» Dataset records:
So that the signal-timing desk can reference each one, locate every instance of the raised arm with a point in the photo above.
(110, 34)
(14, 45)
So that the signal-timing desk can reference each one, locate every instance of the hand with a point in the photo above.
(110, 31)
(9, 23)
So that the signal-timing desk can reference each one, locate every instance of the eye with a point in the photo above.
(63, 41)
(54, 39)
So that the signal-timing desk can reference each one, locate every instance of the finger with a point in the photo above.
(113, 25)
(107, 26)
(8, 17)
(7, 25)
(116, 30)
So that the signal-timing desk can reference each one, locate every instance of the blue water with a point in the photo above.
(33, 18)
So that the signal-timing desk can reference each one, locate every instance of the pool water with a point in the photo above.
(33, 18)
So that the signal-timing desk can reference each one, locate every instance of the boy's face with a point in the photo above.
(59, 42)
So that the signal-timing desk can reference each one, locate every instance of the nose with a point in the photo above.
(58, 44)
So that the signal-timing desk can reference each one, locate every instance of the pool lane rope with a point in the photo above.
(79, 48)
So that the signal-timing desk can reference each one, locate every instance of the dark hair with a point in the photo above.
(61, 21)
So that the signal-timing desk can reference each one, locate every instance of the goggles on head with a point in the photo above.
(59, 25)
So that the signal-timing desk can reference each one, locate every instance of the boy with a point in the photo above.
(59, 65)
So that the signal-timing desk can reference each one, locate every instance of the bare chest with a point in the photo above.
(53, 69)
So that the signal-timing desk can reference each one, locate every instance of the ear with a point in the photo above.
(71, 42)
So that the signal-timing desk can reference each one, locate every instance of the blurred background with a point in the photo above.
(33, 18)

» Problem to solve: Write out every entry verbatim.

» Response to the exercise:
So that the signal-timing desk can reference each one, locate every instance of the raised arm with a point in the photo above.
(110, 34)
(14, 45)
So that the signal-timing desk can reference each one, locate every instance of the hand with a point in the photo above.
(110, 31)
(9, 23)
So that the signal-timing desk can reference each one, locate every instance of the eye with a point in the photo above.
(63, 41)
(54, 39)
So that the signal-timing desk can reference each one, locate every instance of the finger with a point in the photo above.
(113, 25)
(107, 26)
(8, 17)
(7, 25)
(116, 30)
So that the signal-timing desk can reference each one, locate every instance of the blue water with a point in the photo above.
(33, 18)
So that the signal-timing desk can reference each one, locate every instance of the pool water with a point in the photo above.
(33, 18)
So that the signal-timing desk can reference each one, locate every instance of the boy's face with a point in the photo above.
(59, 42)
So that the signal-timing desk can reference each one, locate every instance of the nose with a point in the photo above.
(58, 44)
So that the signal-timing desk can reference each one, locate every instance of the pool lane rope with a point in the photo above.
(79, 48)
So that the signal-timing desk can reference each one, locate every instance of the dark hair with a point in the photo above.
(61, 21)
So that the signal-timing desk can reference each one, locate every instance of the goggles on head with a point in the photo above.
(59, 25)
So that the signal-timing desk can reference each one, locate every instance of the boy with a point in the photo above.
(59, 65)
So that the signal-timing desk can reference each one, locate every instance of the bare chest with a point in the photo above.
(53, 69)
So that the signal-timing desk can reference each one, locate every instance of the ear with a point in the photo above.
(71, 42)
So that the signal-timing desk can reference each one, locate every instance of the blurred background with a point in the photo above.
(33, 18)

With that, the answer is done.